Vaccine partnership to develop novel malaria vaccine
Malaria Vaccine Development
In a move that promises to expand the types of malaria vaccine candidates in clinical development, the PATH Malaria Vaccine Initiative (MVI) today announced a new partnership with Sanaria Inc., a Maryland company, to accelerate development of a unique malaria vaccine candidate.
Supported by a $29.3 million grant to PATH from the Bill & Melinda Gates Foundation, this strategic partnership will focus on the development and manufacture of Sanaria's malaria vaccine candidate - one that uses a novel, whole-parasite approach to preventing infection from the most deadly malaria parasite, Plasmodium falciparum. MVI and Sanaria will move quickly to conduct an initial safety and test-of-concept trial of the Sanaria candidate among volunteers in the United States.
"Close to one million children die of malaria each year," said Dr. Melinda Moree, Director of MVI. "With this support, we can examine another promising malaria vaccine technology and bring the field closer to delivering a safe, effective, and affordable pediatric malaria vaccine to at-risk communities in Africa."
Of the more than one million people who die of malaria every year, most of them are African children under five years old. Hundreds of millions more people suffer the effects of the mosquito-borne, parasitic disease each year. Scientists have been working for years to develop a preventive malaria vaccine and have recently demonstrated that such a vaccine is possible.
While the approach of much malaria vaccine research and development has centered on using one or more components of the malaria parasite that the human immune system can recognize, Sanaria is focused on using an attenuated, or weakened, form of the whole parasite. The idea is that when this attenuated parasite is given to individuals, they will become immune to malaria but will not get sick. This is the first vaccine candidate of its kind in the MVI portfolio.
"Sanaria's sole mission is to develop and deploy a vaccine to prevent disease and death caused by malaria," said Dr. Stephen L. Hoffman, CEO of Sanaria. "We are confident that teaming with MVI will dramatically reduce the time it takes to fulfill our goal, and we are extremely excited about this partnership."
Evidence that this approach may work is based on previous studies in which volunteers were exposed to the bites of mosquitoes harboring weakened parasites similar to those in Sanaria's vaccine. Inoculation with these parasites resulted in very high levels of protection against Plasmodium falciparum.
While immunization of humans with attenuated malaria parasites has been considered for 40 years, the approach was not technically feasible until Sanaria developed technology capable of large-scale production of an attenuated malaria candidate vaccine. This project aims to determine whether a vaccine using Sanaria's technology is safe, protective, and practical for vaccinating infants and children in Africa.

- EXERCISE
Output, word for word, the passage of the malaria vaccine article that opens with the words containing "Of the more" and closes with "the MVI portfolio.". The material has no connection to the malaria vaccine article.

- RECORDS SUPPLIED
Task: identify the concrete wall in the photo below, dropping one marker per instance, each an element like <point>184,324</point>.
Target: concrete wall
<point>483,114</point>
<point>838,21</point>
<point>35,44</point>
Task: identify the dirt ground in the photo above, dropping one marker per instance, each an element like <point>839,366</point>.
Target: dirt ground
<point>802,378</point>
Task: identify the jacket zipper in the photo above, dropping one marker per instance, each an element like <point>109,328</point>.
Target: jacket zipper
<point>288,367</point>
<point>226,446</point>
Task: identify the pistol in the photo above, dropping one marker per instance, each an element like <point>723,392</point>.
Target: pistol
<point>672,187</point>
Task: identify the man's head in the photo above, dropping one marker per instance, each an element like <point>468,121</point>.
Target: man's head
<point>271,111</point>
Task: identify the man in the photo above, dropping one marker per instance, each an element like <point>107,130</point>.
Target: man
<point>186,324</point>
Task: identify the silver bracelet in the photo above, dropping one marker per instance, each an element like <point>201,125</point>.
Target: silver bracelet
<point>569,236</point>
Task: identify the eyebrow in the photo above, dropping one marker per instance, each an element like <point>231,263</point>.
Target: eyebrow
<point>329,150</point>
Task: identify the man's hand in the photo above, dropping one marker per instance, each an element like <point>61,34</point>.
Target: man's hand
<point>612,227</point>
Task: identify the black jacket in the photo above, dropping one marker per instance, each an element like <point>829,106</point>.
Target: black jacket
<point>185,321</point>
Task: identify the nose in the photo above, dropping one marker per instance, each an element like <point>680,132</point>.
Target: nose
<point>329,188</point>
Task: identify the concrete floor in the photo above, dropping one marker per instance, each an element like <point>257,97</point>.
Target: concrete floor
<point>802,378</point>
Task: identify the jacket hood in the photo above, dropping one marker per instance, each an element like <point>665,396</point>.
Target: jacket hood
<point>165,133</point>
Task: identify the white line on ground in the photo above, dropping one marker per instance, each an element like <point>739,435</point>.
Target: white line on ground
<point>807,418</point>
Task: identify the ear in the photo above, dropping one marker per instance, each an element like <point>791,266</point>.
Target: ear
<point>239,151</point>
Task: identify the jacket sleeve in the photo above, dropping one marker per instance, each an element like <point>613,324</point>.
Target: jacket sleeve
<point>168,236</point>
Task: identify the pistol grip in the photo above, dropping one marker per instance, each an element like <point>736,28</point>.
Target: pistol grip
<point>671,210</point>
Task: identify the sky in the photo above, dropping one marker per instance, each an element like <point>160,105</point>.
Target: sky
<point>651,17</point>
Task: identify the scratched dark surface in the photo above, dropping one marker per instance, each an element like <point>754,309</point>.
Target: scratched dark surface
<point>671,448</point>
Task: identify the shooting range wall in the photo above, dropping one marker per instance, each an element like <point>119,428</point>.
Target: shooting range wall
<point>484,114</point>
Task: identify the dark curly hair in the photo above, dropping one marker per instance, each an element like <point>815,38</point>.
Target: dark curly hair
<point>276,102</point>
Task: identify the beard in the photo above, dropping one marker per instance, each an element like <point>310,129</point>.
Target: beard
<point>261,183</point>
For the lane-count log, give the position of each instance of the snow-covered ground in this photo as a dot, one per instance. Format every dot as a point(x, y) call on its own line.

- TASK OUTPUT
Of the more than one million people who die of malaria every year, most of them are African children under five years old. Hundreds of millions more people suffer the effects of the mosquito-borne, parasitic disease each year. Scientists have been working for years to develop a preventive malaria vaccine and have recently demonstrated that such a vaccine is possible.
While the approach of much malaria vaccine research and development has centered on using one or more components of the malaria parasite that the human immune system can recognize, Sanaria is focused on using an attenuated, or weakened, form of the whole parasite. The idea is that when this attenuated parasite is given to individuals, they will become immune to malaria but will not get sick. This is the first vaccine candidate of its kind in the MVI portfolio.